- PROBLEM DESCRIPTION -
Locate the word "eyeglasses" in the data below, then copy every line that holds it.

** Opening EXCERPTED DATA block **

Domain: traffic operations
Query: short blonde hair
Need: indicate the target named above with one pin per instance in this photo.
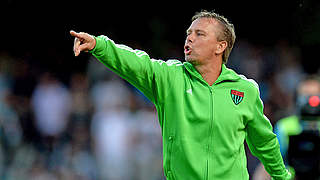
(228, 33)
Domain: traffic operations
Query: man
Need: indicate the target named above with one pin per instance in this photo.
(205, 110)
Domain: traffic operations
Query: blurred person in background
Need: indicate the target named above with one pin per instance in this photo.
(295, 125)
(109, 127)
(196, 146)
(51, 104)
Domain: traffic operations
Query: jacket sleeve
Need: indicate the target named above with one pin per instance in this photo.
(263, 143)
(150, 76)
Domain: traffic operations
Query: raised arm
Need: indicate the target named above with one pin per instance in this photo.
(151, 77)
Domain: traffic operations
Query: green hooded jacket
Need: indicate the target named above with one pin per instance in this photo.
(203, 127)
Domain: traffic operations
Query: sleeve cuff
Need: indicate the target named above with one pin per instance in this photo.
(100, 45)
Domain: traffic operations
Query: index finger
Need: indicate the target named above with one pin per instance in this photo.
(73, 33)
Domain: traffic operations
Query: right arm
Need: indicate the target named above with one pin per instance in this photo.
(150, 76)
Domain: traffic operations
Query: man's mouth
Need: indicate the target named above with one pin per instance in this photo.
(187, 49)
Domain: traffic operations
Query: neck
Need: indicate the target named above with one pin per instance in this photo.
(209, 72)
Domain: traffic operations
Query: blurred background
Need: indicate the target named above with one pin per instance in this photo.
(66, 117)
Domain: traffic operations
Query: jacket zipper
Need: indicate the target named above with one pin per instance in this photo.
(210, 133)
(169, 151)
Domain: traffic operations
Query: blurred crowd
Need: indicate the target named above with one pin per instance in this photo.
(97, 126)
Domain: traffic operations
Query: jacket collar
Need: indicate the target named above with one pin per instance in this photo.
(226, 73)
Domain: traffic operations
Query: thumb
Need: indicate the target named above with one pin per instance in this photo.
(77, 35)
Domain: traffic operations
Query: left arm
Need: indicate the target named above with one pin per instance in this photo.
(263, 142)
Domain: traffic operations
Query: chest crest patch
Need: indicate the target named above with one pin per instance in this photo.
(237, 96)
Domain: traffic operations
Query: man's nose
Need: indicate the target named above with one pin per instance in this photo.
(190, 38)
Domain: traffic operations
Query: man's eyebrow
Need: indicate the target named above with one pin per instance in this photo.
(196, 30)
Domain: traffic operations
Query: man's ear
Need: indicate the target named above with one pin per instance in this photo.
(221, 46)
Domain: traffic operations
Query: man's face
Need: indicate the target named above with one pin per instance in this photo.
(201, 41)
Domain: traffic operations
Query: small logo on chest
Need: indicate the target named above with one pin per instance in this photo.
(236, 96)
(189, 91)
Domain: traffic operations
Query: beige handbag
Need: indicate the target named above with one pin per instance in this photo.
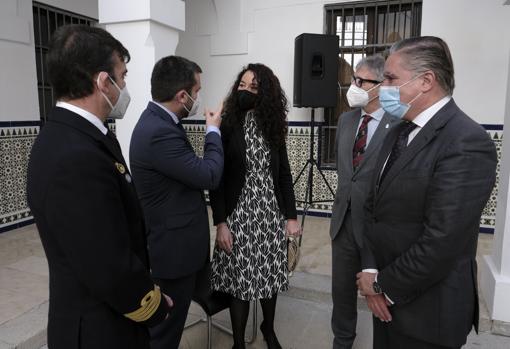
(293, 251)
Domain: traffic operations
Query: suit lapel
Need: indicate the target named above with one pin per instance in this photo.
(71, 119)
(386, 123)
(425, 136)
(347, 143)
(156, 109)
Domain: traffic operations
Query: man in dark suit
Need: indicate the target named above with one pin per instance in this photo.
(170, 179)
(433, 177)
(85, 206)
(360, 133)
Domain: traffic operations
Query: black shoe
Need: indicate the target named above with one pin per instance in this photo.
(270, 338)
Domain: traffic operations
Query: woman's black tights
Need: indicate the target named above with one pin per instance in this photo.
(239, 311)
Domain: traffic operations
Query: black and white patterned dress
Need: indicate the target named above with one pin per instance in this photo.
(257, 266)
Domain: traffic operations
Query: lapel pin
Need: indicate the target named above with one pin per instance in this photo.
(120, 167)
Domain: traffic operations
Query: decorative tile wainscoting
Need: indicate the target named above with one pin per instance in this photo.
(298, 145)
(16, 140)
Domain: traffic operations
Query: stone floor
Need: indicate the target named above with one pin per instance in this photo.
(303, 314)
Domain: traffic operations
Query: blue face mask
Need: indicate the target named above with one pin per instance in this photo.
(389, 98)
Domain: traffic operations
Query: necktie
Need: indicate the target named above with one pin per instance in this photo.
(113, 138)
(360, 142)
(398, 147)
(179, 125)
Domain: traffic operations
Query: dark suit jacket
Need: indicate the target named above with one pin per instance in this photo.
(424, 221)
(354, 185)
(92, 230)
(170, 179)
(224, 199)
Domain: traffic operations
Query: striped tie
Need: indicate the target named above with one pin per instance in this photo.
(360, 142)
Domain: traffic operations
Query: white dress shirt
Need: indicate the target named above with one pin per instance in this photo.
(94, 120)
(372, 124)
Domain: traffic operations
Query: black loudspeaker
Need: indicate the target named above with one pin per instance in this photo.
(315, 70)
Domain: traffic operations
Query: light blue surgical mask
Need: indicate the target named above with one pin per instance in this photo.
(389, 98)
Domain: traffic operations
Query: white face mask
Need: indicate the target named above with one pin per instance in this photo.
(196, 104)
(119, 109)
(358, 97)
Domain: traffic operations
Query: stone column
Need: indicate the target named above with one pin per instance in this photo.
(495, 268)
(149, 29)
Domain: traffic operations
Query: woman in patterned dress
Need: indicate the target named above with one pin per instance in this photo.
(254, 207)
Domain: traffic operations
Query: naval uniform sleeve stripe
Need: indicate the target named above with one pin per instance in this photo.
(148, 306)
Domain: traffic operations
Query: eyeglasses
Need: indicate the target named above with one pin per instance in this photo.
(359, 81)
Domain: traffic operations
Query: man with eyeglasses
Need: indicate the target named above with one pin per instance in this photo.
(360, 133)
(432, 179)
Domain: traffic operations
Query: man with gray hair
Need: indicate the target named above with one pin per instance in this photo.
(360, 133)
(432, 179)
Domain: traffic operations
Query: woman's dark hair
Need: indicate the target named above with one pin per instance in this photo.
(170, 75)
(76, 54)
(270, 108)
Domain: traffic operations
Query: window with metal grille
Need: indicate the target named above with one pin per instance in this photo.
(46, 20)
(364, 28)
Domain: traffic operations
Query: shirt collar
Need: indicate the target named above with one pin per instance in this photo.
(174, 117)
(377, 115)
(425, 116)
(95, 120)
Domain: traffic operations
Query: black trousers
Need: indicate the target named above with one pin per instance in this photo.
(167, 335)
(346, 262)
(386, 337)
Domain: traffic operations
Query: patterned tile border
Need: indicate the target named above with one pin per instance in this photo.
(16, 140)
(298, 144)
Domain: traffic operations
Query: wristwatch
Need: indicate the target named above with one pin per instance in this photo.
(377, 288)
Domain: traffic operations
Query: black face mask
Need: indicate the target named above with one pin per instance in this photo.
(246, 99)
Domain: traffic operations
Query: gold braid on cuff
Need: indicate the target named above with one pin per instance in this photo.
(149, 305)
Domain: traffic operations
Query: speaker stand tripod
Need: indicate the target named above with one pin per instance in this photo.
(309, 166)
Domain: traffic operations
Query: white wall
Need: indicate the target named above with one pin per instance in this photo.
(224, 35)
(18, 88)
(478, 34)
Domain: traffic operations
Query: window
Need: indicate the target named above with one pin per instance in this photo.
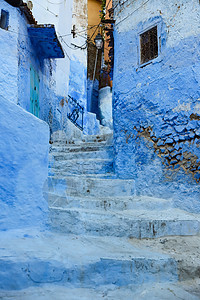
(4, 19)
(149, 45)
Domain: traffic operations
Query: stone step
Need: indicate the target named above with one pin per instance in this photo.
(80, 148)
(32, 259)
(127, 223)
(148, 291)
(102, 154)
(98, 138)
(83, 166)
(89, 186)
(109, 203)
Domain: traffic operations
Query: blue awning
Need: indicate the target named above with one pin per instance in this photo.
(45, 41)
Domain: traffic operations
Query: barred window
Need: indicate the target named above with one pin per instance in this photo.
(4, 20)
(149, 45)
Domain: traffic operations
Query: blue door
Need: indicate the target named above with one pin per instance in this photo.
(34, 92)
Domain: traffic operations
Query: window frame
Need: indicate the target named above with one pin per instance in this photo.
(158, 25)
(7, 15)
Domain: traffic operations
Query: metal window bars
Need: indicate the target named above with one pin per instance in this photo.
(75, 112)
(149, 45)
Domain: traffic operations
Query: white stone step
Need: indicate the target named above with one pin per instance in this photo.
(98, 138)
(89, 186)
(80, 148)
(102, 154)
(109, 203)
(82, 166)
(152, 291)
(127, 223)
(31, 259)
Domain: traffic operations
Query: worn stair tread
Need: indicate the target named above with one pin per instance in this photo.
(156, 291)
(168, 214)
(87, 154)
(71, 249)
(35, 258)
(123, 202)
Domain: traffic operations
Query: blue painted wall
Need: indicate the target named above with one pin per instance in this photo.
(8, 55)
(17, 56)
(157, 109)
(23, 168)
(78, 82)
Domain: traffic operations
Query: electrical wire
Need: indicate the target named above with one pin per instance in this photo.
(55, 2)
(131, 12)
(47, 9)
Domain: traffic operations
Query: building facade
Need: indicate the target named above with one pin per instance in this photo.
(156, 98)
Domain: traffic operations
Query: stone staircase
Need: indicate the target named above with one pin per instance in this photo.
(85, 197)
(100, 239)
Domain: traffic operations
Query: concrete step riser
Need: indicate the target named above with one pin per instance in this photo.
(80, 147)
(105, 204)
(84, 155)
(81, 167)
(76, 186)
(20, 275)
(88, 223)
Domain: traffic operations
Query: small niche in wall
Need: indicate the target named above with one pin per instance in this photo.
(4, 20)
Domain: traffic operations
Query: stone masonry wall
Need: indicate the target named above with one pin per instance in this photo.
(157, 105)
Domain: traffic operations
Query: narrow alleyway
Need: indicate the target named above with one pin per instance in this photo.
(93, 249)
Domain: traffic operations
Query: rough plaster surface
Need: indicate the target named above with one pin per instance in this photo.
(185, 250)
(23, 167)
(57, 259)
(8, 57)
(156, 108)
(145, 292)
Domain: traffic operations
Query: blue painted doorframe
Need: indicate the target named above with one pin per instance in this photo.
(34, 92)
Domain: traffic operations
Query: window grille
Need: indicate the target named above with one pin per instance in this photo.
(4, 21)
(149, 45)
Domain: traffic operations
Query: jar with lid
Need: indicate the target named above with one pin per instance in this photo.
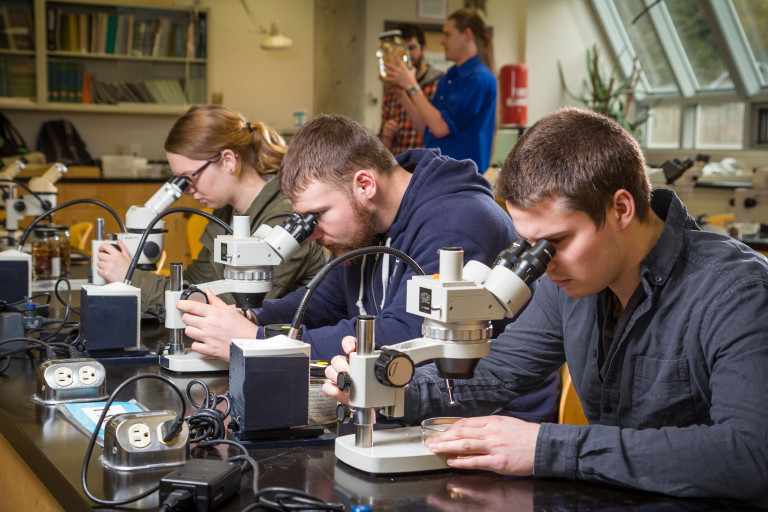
(46, 253)
(65, 241)
(392, 49)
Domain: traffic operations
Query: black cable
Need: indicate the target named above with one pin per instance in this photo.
(244, 457)
(67, 304)
(315, 282)
(207, 422)
(180, 209)
(66, 308)
(285, 499)
(95, 435)
(32, 224)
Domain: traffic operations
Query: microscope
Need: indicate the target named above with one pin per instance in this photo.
(15, 265)
(458, 306)
(41, 199)
(248, 270)
(137, 218)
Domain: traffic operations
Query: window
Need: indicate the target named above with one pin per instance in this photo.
(705, 65)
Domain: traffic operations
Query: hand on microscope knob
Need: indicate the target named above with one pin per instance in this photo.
(339, 364)
(214, 325)
(113, 261)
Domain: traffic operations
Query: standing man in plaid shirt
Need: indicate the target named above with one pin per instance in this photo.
(397, 132)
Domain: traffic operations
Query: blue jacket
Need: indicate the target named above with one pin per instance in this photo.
(682, 407)
(466, 98)
(447, 203)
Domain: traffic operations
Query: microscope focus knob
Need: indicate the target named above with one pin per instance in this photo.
(393, 368)
(343, 381)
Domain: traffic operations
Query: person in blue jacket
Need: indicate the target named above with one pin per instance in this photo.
(362, 196)
(663, 327)
(461, 118)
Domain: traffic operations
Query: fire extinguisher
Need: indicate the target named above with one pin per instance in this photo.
(514, 95)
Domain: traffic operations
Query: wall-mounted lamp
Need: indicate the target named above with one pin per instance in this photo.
(276, 40)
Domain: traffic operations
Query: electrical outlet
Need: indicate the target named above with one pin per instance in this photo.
(70, 380)
(134, 440)
(138, 435)
(87, 375)
(63, 376)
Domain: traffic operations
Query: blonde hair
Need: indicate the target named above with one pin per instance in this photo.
(467, 18)
(204, 131)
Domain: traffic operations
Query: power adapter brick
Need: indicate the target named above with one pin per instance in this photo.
(210, 481)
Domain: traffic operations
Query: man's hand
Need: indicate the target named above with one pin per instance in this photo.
(339, 364)
(493, 443)
(214, 325)
(401, 75)
(113, 263)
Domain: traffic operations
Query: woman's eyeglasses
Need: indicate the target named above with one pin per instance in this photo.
(189, 178)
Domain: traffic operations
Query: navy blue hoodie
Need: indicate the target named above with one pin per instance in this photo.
(446, 204)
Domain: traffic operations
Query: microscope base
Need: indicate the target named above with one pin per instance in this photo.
(192, 361)
(397, 450)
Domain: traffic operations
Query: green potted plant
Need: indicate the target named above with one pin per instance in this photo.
(609, 94)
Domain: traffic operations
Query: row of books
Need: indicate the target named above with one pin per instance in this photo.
(68, 82)
(17, 28)
(125, 34)
(17, 80)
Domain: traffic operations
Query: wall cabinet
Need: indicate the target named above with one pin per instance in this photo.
(102, 56)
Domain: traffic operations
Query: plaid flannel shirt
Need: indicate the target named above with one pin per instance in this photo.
(407, 136)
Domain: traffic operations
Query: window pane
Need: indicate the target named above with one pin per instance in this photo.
(753, 15)
(664, 127)
(720, 126)
(699, 43)
(645, 44)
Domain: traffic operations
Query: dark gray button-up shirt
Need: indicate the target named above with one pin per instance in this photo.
(683, 407)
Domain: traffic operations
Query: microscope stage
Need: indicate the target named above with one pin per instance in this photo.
(192, 361)
(397, 450)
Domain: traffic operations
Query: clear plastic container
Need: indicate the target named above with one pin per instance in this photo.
(46, 253)
(392, 48)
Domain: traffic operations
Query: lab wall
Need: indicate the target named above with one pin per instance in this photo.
(269, 86)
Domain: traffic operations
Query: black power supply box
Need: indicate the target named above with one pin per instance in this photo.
(210, 481)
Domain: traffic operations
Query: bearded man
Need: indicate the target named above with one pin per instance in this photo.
(363, 196)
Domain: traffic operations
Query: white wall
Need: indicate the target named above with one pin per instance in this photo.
(268, 86)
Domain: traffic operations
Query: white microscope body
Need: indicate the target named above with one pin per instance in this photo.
(457, 306)
(248, 262)
(137, 218)
(18, 206)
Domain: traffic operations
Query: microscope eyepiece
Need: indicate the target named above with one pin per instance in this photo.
(509, 256)
(533, 262)
(300, 227)
(180, 182)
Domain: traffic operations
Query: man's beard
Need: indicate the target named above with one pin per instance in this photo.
(365, 234)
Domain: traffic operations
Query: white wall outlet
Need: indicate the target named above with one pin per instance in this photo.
(63, 376)
(139, 435)
(87, 375)
(70, 380)
(134, 440)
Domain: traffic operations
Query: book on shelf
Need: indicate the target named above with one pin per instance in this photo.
(52, 27)
(22, 80)
(18, 28)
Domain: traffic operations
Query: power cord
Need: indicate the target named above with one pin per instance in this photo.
(284, 499)
(207, 422)
(168, 433)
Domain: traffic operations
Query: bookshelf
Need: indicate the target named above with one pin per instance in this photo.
(102, 56)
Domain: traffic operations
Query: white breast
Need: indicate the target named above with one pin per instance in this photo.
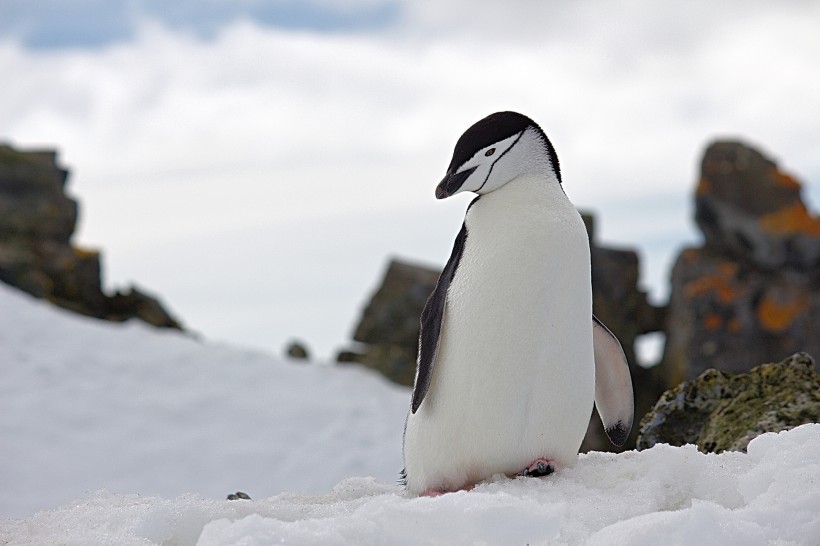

** Closing EXCERPTED DATA block **

- FINAL ANSWER -
Query: eyeglasses
Query: man with eyeglasses
Query: woman's eyeglasses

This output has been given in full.